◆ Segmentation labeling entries
- - -
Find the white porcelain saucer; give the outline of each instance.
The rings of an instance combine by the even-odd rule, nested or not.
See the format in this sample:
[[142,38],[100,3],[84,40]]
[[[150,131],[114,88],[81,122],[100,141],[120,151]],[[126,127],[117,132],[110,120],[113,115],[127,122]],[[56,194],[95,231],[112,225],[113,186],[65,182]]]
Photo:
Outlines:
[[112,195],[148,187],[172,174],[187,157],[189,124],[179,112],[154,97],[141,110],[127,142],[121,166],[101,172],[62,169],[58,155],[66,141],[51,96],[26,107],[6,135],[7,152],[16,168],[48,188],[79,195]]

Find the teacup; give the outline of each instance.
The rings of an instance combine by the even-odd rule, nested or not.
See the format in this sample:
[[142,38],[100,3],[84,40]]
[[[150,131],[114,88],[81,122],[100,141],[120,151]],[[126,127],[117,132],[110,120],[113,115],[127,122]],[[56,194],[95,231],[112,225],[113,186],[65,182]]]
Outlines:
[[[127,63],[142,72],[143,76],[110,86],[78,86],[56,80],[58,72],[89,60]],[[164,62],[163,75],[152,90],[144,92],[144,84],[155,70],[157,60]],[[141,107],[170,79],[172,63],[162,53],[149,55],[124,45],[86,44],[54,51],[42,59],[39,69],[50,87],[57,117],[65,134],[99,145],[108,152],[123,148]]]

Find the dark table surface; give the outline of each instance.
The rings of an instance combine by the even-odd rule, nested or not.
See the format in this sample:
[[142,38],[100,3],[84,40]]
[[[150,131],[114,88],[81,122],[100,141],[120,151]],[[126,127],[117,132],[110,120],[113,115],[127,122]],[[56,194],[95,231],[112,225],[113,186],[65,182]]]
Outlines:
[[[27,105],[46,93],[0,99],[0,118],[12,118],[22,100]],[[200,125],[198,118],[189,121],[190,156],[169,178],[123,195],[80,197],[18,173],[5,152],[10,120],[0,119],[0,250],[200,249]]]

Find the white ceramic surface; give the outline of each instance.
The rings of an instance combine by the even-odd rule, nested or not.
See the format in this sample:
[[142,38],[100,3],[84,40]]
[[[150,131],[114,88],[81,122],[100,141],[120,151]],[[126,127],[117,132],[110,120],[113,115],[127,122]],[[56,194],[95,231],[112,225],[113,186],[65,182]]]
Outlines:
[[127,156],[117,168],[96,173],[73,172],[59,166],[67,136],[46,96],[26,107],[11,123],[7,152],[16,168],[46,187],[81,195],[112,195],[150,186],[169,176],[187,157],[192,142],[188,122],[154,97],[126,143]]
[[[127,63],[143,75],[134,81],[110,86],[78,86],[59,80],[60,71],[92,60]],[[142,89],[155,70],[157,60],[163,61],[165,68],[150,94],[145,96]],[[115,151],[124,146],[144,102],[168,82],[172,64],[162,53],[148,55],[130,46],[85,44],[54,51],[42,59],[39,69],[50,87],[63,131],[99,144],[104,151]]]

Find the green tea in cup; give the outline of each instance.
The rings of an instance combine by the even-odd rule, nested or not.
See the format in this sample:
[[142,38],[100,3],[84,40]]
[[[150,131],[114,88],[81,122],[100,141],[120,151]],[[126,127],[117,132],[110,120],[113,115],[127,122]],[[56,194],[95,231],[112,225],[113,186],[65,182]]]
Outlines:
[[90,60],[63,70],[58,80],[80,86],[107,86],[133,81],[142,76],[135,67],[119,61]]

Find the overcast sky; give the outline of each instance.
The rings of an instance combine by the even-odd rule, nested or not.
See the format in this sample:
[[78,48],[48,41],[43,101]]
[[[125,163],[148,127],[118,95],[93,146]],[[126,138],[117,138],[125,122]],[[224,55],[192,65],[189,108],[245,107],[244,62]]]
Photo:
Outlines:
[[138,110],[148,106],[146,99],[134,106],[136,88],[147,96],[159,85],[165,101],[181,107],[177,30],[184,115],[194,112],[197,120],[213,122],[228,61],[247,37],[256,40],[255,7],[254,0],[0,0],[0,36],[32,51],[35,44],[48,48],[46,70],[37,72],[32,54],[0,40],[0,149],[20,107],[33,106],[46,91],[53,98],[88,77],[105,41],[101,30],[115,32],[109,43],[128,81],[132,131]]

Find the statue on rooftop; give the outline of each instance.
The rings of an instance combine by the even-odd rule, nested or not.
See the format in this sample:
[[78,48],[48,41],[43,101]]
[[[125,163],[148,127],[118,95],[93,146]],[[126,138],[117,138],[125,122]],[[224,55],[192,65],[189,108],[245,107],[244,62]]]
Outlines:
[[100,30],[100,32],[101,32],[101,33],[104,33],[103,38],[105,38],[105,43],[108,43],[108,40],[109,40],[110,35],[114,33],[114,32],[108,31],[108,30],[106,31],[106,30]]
- - -
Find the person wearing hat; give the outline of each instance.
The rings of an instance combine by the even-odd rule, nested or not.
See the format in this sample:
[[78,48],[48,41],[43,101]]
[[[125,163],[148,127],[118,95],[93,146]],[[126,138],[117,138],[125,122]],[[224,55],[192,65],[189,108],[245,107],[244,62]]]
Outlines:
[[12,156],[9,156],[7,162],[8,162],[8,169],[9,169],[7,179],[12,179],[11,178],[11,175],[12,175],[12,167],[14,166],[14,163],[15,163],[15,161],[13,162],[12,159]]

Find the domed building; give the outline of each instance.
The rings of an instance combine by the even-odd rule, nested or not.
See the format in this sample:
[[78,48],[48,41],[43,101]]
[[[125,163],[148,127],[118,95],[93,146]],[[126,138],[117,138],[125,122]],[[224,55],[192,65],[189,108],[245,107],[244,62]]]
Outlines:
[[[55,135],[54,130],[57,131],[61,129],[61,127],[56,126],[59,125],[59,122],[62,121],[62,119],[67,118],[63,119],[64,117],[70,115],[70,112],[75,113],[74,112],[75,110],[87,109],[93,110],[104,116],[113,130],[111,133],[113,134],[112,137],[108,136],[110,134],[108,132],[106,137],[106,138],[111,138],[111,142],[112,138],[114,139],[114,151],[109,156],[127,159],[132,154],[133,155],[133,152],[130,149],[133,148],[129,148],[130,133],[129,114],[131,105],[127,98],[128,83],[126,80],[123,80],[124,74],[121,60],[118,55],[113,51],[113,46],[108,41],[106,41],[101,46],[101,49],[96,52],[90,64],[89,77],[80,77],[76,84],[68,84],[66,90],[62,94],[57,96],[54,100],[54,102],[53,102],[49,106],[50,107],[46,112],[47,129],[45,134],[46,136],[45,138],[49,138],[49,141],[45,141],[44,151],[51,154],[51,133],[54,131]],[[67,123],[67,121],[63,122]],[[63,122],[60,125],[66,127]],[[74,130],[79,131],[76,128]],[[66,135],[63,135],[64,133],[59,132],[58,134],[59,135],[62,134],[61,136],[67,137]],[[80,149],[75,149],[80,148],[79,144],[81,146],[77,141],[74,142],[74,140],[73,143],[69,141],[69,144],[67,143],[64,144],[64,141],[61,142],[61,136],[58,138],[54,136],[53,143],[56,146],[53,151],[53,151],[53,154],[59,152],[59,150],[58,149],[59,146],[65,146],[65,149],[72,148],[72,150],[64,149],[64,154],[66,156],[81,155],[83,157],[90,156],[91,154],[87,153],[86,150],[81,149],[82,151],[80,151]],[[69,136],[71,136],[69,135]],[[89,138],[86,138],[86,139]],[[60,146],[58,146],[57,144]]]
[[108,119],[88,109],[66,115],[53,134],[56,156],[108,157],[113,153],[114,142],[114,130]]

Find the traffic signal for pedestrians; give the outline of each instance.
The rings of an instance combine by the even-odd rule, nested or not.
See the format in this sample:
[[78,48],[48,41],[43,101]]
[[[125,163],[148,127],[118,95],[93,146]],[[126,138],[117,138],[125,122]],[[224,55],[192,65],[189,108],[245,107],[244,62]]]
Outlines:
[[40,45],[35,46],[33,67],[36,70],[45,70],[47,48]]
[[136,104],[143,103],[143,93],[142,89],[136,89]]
- - -
◆ WHAT YOU NEED TO DO
Express the lines above as a JSON list of strings, one string per line with blank lines left out, from the line containing "Find the traffic" up to and including the line containing "[[136,104],[143,103],[143,93],[142,89],[136,89]]".

◆ ANSWER TO THE EXERCISE
[
  "Find the traffic signal for pedestrians; give the outline of each instance.",
  "The rings of an instance combine by the even-odd rule, nested or not.",
  "See the format in this sample:",
  "[[78,48],[48,41],[43,101]]",
  "[[[125,163],[148,127],[118,95],[93,146]],[[126,138],[117,138],[125,122]],[[224,55],[192,65],[189,108],[245,107],[244,62]]]",
  "Outlines:",
  "[[40,45],[35,46],[33,67],[36,70],[45,70],[47,48]]",
  "[[136,104],[143,103],[143,93],[142,89],[136,89]]"
]